_Brief_.
Could you copy the rows again from their start through the line that contains "81 19 L 120", swapping "job" for "task" and changing nothing else? Leave out the pictures.

_Records to use_.
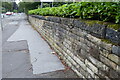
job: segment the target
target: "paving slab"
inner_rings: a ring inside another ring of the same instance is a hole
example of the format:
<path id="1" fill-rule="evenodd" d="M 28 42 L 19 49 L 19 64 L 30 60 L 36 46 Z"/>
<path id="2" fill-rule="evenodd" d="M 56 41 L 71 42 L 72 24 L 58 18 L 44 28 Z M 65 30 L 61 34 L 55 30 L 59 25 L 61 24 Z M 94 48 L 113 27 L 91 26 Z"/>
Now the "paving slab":
<path id="1" fill-rule="evenodd" d="M 2 47 L 3 52 L 12 51 L 29 51 L 28 44 L 26 40 L 21 41 L 8 41 Z"/>
<path id="2" fill-rule="evenodd" d="M 27 40 L 30 51 L 33 74 L 41 74 L 56 70 L 64 70 L 64 65 L 41 36 L 26 21 L 22 20 L 20 27 L 7 41 Z"/>

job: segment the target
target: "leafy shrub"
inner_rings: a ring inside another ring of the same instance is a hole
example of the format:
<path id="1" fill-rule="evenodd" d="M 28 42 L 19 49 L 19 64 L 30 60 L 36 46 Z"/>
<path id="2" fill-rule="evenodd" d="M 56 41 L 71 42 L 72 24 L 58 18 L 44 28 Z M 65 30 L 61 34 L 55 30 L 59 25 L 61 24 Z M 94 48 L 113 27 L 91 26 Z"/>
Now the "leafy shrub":
<path id="1" fill-rule="evenodd" d="M 79 17 L 81 19 L 120 23 L 120 2 L 76 2 L 60 7 L 30 10 L 29 14 Z"/>

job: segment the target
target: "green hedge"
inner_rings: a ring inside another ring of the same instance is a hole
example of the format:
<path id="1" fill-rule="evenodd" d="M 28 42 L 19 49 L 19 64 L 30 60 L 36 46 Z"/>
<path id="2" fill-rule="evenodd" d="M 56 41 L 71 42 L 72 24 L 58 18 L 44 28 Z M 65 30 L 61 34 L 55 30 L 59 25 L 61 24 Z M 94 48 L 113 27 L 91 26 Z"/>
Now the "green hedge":
<path id="1" fill-rule="evenodd" d="M 43 16 L 79 17 L 120 23 L 120 2 L 76 2 L 60 7 L 30 10 L 29 14 Z"/>

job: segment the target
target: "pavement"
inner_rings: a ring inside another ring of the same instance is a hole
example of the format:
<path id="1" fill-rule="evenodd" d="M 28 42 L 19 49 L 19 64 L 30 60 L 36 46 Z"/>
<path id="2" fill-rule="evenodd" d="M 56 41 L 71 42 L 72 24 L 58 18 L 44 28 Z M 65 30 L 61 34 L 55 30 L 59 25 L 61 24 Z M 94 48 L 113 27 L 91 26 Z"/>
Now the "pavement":
<path id="1" fill-rule="evenodd" d="M 53 50 L 31 27 L 25 14 L 3 18 L 2 21 L 3 78 L 78 77 L 51 54 Z"/>

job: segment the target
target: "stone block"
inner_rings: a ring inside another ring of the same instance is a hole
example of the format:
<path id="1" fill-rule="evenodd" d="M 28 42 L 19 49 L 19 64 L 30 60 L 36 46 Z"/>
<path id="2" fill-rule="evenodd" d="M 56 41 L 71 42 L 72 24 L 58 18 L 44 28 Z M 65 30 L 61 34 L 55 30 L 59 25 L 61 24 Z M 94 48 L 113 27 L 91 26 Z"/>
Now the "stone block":
<path id="1" fill-rule="evenodd" d="M 97 47 L 91 46 L 89 49 L 89 54 L 97 60 L 100 60 L 100 50 Z"/>
<path id="2" fill-rule="evenodd" d="M 117 72 L 115 70 L 112 70 L 112 69 L 109 70 L 109 76 L 111 78 L 118 78 L 119 77 L 119 75 L 117 74 Z"/>
<path id="3" fill-rule="evenodd" d="M 115 54 L 109 54 L 108 58 L 116 64 L 120 65 L 120 57 L 116 56 Z"/>
<path id="4" fill-rule="evenodd" d="M 114 62 L 112 62 L 111 60 L 107 59 L 106 57 L 100 55 L 100 60 L 106 64 L 107 66 L 111 67 L 112 69 L 116 70 L 117 68 L 117 64 L 115 64 Z"/>
<path id="5" fill-rule="evenodd" d="M 112 46 L 112 53 L 120 56 L 120 46 L 115 46 L 115 45 L 113 45 L 113 46 Z"/>
<path id="6" fill-rule="evenodd" d="M 47 20 L 56 22 L 56 23 L 60 23 L 60 17 L 49 16 L 49 17 L 47 17 Z"/>
<path id="7" fill-rule="evenodd" d="M 106 38 L 112 41 L 113 43 L 120 45 L 120 32 L 107 28 Z"/>
<path id="8" fill-rule="evenodd" d="M 90 61 L 87 59 L 85 60 L 85 64 L 88 68 L 90 68 L 94 73 L 98 73 L 98 68 L 94 66 Z"/>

_Answer to this exercise_.
task: segment the target
target: "paving slab"
inner_rings: a ring inside another ring of the same instance is a hole
example of the format:
<path id="1" fill-rule="evenodd" d="M 28 42 L 19 49 L 19 64 L 30 60 L 36 46 Z"/>
<path id="2" fill-rule="evenodd" d="M 56 41 L 71 42 L 72 24 L 58 18 L 44 28 Z M 65 30 L 61 34 L 55 30 L 59 25 L 61 24 Z M 94 48 L 113 27 L 91 26 Z"/>
Now the "paving slab":
<path id="1" fill-rule="evenodd" d="M 2 47 L 3 52 L 12 51 L 29 51 L 28 44 L 26 40 L 21 41 L 8 41 Z"/>
<path id="2" fill-rule="evenodd" d="M 27 40 L 30 51 L 33 74 L 41 74 L 56 70 L 64 70 L 64 65 L 41 36 L 26 21 L 22 20 L 20 27 L 7 41 Z"/>

task: segment the target
target: "leafy shrub"
inner_rings: a ring inside another ring of the same instance is a hole
example of the format:
<path id="1" fill-rule="evenodd" d="M 28 42 L 19 49 L 19 64 L 30 60 L 36 46 Z"/>
<path id="2" fill-rule="evenodd" d="M 56 41 L 71 42 L 72 24 L 58 18 L 44 28 Z M 65 30 L 61 34 L 55 30 L 59 25 L 61 24 Z M 94 48 L 113 27 L 91 26 Z"/>
Now the "leafy shrub":
<path id="1" fill-rule="evenodd" d="M 79 17 L 81 19 L 120 23 L 120 2 L 76 2 L 60 7 L 30 10 L 29 14 Z"/>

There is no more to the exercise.